[[ EXTRACTED RECORDS open ]]

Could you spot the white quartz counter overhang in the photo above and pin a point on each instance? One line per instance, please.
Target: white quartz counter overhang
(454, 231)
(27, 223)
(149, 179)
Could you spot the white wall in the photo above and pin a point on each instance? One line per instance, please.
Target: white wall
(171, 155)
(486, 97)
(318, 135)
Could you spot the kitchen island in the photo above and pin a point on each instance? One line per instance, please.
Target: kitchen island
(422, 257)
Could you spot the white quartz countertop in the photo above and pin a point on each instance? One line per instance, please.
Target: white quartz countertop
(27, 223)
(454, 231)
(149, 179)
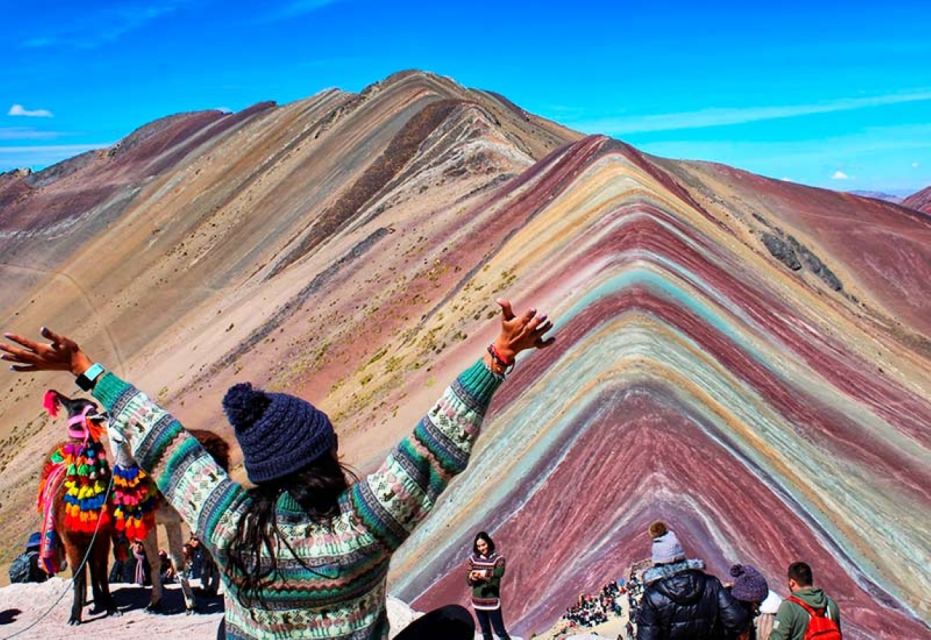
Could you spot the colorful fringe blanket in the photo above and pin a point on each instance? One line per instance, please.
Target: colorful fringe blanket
(134, 501)
(86, 476)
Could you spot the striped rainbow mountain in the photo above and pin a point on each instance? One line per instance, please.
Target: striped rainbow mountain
(744, 358)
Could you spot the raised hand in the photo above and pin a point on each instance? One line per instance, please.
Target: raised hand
(61, 354)
(521, 332)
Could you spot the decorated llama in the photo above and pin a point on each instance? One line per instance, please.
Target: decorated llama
(138, 507)
(73, 494)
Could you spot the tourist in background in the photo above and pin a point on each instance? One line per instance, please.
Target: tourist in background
(486, 568)
(807, 610)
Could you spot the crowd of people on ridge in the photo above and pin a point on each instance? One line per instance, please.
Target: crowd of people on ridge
(594, 609)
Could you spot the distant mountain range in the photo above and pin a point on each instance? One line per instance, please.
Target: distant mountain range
(747, 359)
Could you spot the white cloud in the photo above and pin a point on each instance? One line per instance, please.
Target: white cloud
(95, 28)
(38, 157)
(26, 133)
(717, 117)
(20, 110)
(294, 8)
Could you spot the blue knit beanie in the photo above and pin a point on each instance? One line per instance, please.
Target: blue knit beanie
(278, 433)
(749, 584)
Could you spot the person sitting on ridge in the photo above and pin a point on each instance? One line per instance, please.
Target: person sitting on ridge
(681, 601)
(305, 552)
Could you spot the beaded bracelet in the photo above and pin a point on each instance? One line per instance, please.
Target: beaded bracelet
(506, 367)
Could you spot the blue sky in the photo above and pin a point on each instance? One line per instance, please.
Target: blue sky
(835, 95)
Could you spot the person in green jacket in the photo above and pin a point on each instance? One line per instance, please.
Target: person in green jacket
(792, 619)
(486, 568)
(305, 552)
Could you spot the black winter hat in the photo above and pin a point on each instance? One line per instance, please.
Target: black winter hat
(278, 433)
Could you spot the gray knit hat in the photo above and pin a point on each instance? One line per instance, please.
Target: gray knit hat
(749, 584)
(666, 549)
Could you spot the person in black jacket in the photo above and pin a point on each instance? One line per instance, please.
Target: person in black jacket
(681, 601)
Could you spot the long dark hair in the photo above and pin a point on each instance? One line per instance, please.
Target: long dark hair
(481, 535)
(253, 553)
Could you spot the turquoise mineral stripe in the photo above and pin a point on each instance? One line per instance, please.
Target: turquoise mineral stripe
(664, 285)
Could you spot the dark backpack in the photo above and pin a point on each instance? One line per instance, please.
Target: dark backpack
(820, 626)
(25, 568)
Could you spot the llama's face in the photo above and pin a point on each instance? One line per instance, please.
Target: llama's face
(85, 420)
(119, 447)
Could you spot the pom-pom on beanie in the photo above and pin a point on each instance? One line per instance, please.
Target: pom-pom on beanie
(749, 584)
(666, 549)
(278, 433)
(657, 529)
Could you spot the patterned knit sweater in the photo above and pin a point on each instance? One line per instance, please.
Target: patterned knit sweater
(342, 596)
(486, 588)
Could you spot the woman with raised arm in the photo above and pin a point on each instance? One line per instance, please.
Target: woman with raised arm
(304, 553)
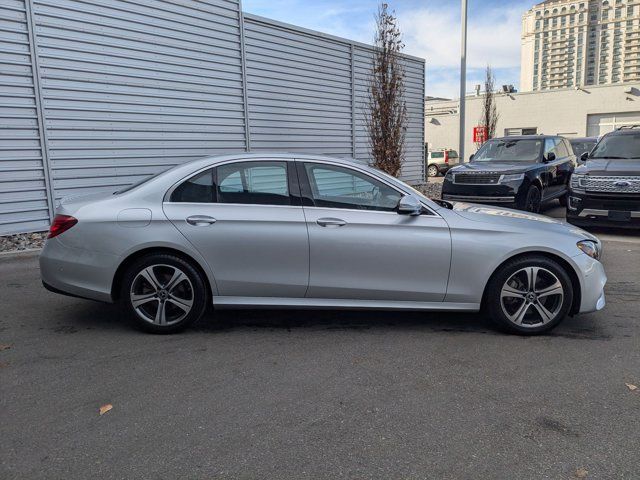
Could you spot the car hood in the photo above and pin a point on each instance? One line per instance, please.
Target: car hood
(516, 219)
(605, 166)
(500, 167)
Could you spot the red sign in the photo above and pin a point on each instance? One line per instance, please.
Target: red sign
(479, 134)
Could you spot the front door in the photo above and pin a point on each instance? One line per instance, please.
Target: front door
(248, 224)
(361, 248)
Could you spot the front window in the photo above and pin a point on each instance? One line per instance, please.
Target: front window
(626, 146)
(506, 150)
(338, 187)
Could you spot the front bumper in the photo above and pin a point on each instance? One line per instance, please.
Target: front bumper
(592, 282)
(611, 210)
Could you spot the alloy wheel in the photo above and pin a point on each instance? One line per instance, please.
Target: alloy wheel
(531, 297)
(162, 294)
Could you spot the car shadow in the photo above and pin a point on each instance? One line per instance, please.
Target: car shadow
(95, 316)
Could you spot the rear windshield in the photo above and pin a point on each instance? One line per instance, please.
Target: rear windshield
(505, 150)
(579, 147)
(623, 147)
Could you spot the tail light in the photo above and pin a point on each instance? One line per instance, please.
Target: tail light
(61, 223)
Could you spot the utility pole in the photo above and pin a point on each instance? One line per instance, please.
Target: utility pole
(463, 79)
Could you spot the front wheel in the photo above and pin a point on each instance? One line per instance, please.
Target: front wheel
(163, 293)
(529, 295)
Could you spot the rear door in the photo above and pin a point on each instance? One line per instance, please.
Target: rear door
(246, 219)
(361, 248)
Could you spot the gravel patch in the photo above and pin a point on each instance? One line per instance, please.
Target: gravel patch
(22, 241)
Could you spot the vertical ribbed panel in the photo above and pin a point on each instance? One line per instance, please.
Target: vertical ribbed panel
(131, 87)
(299, 89)
(23, 189)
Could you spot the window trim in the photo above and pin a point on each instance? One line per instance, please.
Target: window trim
(307, 195)
(295, 196)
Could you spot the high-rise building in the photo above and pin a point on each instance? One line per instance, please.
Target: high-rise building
(567, 43)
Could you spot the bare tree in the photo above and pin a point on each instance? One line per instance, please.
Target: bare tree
(490, 115)
(386, 118)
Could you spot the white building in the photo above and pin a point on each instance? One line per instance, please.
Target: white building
(580, 42)
(572, 112)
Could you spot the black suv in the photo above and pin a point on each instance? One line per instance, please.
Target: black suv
(522, 171)
(605, 189)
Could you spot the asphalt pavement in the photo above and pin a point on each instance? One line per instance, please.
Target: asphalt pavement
(327, 394)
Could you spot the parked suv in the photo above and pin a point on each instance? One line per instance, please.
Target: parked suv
(439, 161)
(605, 190)
(523, 171)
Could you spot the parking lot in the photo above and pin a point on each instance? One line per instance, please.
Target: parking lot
(298, 394)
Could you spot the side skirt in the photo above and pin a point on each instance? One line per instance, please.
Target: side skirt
(331, 303)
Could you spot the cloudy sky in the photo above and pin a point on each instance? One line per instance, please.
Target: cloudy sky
(431, 30)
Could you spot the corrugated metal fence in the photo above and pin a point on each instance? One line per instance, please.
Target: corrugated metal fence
(98, 94)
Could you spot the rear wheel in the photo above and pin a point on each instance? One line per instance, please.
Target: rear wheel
(529, 295)
(163, 293)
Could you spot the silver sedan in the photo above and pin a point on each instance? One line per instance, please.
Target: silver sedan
(283, 230)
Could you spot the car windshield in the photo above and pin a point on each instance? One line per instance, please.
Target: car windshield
(623, 147)
(581, 146)
(505, 150)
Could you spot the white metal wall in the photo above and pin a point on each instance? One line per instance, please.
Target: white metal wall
(23, 181)
(96, 94)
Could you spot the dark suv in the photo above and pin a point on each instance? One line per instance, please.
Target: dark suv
(605, 189)
(522, 171)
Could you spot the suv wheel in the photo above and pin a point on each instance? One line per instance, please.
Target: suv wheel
(529, 295)
(163, 293)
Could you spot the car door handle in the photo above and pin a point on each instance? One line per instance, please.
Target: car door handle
(330, 222)
(200, 220)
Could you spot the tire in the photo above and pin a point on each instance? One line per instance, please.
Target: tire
(515, 308)
(167, 281)
(532, 201)
(563, 200)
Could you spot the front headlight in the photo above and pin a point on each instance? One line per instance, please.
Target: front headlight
(591, 248)
(511, 177)
(577, 182)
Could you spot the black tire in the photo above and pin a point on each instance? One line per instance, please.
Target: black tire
(532, 322)
(563, 200)
(532, 200)
(189, 292)
(432, 171)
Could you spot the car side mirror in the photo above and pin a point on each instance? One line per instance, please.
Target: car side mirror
(409, 205)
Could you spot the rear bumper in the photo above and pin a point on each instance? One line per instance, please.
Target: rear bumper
(77, 272)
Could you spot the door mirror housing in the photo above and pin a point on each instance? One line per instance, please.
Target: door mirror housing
(409, 205)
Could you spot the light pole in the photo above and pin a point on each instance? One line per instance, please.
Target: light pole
(463, 78)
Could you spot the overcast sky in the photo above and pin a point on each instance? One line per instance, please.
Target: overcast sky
(431, 30)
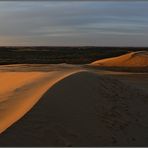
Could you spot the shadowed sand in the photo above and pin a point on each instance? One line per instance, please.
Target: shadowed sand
(134, 61)
(68, 105)
(84, 109)
(21, 90)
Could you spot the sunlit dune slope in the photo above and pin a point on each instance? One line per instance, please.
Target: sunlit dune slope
(19, 91)
(83, 109)
(131, 60)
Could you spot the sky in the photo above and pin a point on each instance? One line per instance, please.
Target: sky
(74, 23)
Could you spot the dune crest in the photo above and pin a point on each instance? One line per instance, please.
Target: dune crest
(84, 109)
(131, 60)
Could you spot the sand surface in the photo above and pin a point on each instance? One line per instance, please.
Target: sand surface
(68, 105)
(137, 61)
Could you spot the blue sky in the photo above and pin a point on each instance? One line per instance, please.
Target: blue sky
(74, 23)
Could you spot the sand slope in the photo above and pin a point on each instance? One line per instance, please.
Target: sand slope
(21, 90)
(130, 60)
(83, 109)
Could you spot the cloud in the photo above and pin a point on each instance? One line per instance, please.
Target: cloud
(71, 23)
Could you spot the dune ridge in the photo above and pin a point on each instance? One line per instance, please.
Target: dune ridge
(84, 109)
(21, 90)
(137, 59)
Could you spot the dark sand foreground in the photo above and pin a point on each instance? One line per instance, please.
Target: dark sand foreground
(67, 105)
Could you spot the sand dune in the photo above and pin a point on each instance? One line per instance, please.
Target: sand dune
(131, 60)
(83, 109)
(21, 90)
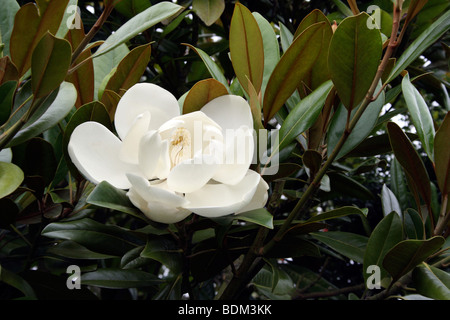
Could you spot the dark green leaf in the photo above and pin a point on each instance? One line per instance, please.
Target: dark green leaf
(409, 253)
(353, 59)
(49, 64)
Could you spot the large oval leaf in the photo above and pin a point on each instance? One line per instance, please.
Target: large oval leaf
(11, 176)
(304, 114)
(410, 160)
(246, 48)
(442, 155)
(420, 115)
(49, 64)
(409, 253)
(354, 55)
(30, 25)
(292, 68)
(386, 235)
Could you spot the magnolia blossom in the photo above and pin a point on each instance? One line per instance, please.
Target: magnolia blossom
(172, 164)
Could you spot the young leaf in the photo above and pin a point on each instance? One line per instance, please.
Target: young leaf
(209, 11)
(420, 115)
(442, 155)
(212, 67)
(410, 160)
(385, 236)
(432, 282)
(52, 111)
(426, 39)
(304, 114)
(30, 25)
(49, 64)
(201, 93)
(129, 70)
(292, 68)
(82, 77)
(246, 48)
(11, 177)
(409, 253)
(353, 59)
(348, 244)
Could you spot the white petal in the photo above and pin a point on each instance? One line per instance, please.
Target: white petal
(156, 201)
(229, 112)
(238, 155)
(259, 199)
(192, 174)
(150, 148)
(130, 144)
(95, 152)
(6, 155)
(214, 200)
(143, 97)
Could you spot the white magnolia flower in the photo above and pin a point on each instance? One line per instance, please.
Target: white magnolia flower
(174, 164)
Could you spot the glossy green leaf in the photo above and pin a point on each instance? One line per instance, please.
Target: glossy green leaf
(348, 244)
(409, 253)
(95, 236)
(432, 282)
(271, 48)
(410, 160)
(304, 114)
(139, 23)
(164, 251)
(119, 278)
(7, 14)
(389, 202)
(11, 177)
(319, 73)
(107, 196)
(49, 64)
(201, 93)
(130, 69)
(7, 91)
(384, 237)
(49, 114)
(343, 212)
(361, 131)
(17, 282)
(73, 250)
(442, 155)
(212, 67)
(354, 55)
(30, 25)
(292, 68)
(105, 64)
(422, 42)
(420, 115)
(83, 76)
(246, 48)
(93, 111)
(261, 217)
(209, 11)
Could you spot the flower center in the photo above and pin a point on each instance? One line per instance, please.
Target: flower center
(180, 146)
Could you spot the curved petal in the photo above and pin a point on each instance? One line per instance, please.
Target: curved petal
(192, 174)
(156, 201)
(259, 199)
(229, 112)
(215, 200)
(130, 144)
(94, 150)
(238, 155)
(143, 97)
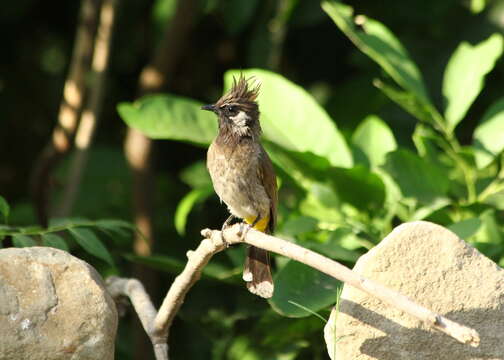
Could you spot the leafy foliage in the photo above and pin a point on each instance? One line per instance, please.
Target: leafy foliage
(340, 195)
(81, 230)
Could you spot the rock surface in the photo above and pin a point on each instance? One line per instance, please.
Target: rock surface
(436, 269)
(53, 306)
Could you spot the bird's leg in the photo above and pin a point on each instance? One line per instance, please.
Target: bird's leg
(244, 228)
(225, 226)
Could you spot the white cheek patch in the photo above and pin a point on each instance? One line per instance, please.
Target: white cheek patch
(240, 119)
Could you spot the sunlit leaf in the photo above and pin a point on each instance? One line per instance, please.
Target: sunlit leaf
(55, 241)
(237, 14)
(291, 117)
(117, 226)
(196, 175)
(375, 139)
(304, 285)
(465, 73)
(380, 44)
(23, 241)
(415, 177)
(488, 136)
(414, 105)
(91, 244)
(358, 186)
(466, 228)
(170, 117)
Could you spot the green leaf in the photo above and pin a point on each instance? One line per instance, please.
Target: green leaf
(466, 228)
(91, 244)
(173, 265)
(304, 285)
(297, 225)
(422, 110)
(488, 136)
(55, 241)
(291, 117)
(381, 45)
(335, 247)
(187, 203)
(465, 73)
(322, 203)
(196, 175)
(415, 177)
(4, 208)
(23, 241)
(491, 232)
(117, 226)
(170, 117)
(375, 139)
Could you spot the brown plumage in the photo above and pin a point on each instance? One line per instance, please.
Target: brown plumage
(243, 176)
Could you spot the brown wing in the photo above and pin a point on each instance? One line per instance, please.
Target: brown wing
(268, 178)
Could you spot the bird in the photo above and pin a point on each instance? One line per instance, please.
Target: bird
(243, 175)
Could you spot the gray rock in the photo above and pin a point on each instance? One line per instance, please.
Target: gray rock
(53, 306)
(436, 269)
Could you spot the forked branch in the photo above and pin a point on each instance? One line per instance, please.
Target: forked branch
(158, 327)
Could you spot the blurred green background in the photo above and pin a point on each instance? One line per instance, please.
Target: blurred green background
(374, 120)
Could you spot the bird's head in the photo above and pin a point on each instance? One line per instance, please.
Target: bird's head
(237, 110)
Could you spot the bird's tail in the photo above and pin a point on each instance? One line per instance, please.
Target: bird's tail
(256, 270)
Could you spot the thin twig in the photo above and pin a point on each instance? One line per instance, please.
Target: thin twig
(158, 327)
(91, 111)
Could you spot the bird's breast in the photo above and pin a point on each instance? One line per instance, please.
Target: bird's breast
(234, 177)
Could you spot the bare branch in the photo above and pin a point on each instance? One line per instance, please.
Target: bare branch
(158, 326)
(330, 267)
(89, 118)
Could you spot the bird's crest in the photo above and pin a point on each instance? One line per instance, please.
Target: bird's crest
(241, 91)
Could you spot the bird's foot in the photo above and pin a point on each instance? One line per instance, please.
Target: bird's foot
(243, 231)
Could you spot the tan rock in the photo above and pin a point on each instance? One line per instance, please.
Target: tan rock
(53, 306)
(432, 266)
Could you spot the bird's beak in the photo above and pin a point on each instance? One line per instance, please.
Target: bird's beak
(209, 107)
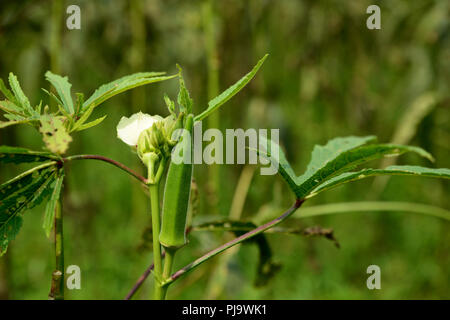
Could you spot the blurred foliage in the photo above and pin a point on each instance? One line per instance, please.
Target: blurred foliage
(327, 76)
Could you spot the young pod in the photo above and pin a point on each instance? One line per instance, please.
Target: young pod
(177, 191)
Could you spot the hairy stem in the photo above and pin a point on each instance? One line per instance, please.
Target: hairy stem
(234, 242)
(141, 280)
(154, 200)
(170, 256)
(111, 161)
(57, 287)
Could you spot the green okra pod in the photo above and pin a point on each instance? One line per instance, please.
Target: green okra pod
(177, 191)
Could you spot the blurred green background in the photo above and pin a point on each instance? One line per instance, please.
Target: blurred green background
(327, 75)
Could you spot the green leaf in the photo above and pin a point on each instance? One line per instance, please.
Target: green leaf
(49, 215)
(337, 156)
(20, 97)
(184, 99)
(11, 108)
(19, 194)
(115, 87)
(59, 103)
(326, 165)
(392, 170)
(215, 103)
(8, 94)
(80, 101)
(372, 206)
(21, 155)
(4, 124)
(91, 124)
(62, 86)
(169, 103)
(55, 134)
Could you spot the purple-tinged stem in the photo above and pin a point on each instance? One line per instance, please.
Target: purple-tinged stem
(111, 161)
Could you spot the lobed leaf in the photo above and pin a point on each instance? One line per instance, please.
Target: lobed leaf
(20, 155)
(337, 156)
(49, 215)
(19, 194)
(91, 123)
(115, 87)
(348, 160)
(55, 134)
(184, 99)
(215, 103)
(391, 170)
(62, 86)
(20, 98)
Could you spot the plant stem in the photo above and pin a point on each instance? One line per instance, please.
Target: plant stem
(234, 242)
(141, 280)
(170, 256)
(57, 288)
(209, 17)
(111, 161)
(157, 259)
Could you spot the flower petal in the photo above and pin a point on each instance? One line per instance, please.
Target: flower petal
(129, 129)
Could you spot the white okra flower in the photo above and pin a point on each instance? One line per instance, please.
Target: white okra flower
(129, 129)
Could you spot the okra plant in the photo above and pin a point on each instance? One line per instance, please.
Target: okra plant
(156, 141)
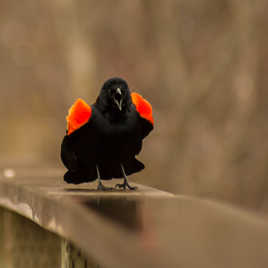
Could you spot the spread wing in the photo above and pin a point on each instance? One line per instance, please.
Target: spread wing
(79, 114)
(145, 111)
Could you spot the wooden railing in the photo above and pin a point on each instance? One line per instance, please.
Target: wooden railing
(47, 223)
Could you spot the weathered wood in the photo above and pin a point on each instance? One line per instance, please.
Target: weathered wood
(76, 214)
(148, 228)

[[ EXTRACTED RECORDS closed ]]

**ASSIGNMENT**
Send back an exact copy of only the lines from the line with "Target: white cheek patch" up to and including the line with "Could you spot the sunlit leaf" in the data above.

**WORKED SOLUTION**
Target: white cheek patch
(240, 119)
Could you spot the sunlit leaf in the photo above and pin a point on each instance? One line per instance, please.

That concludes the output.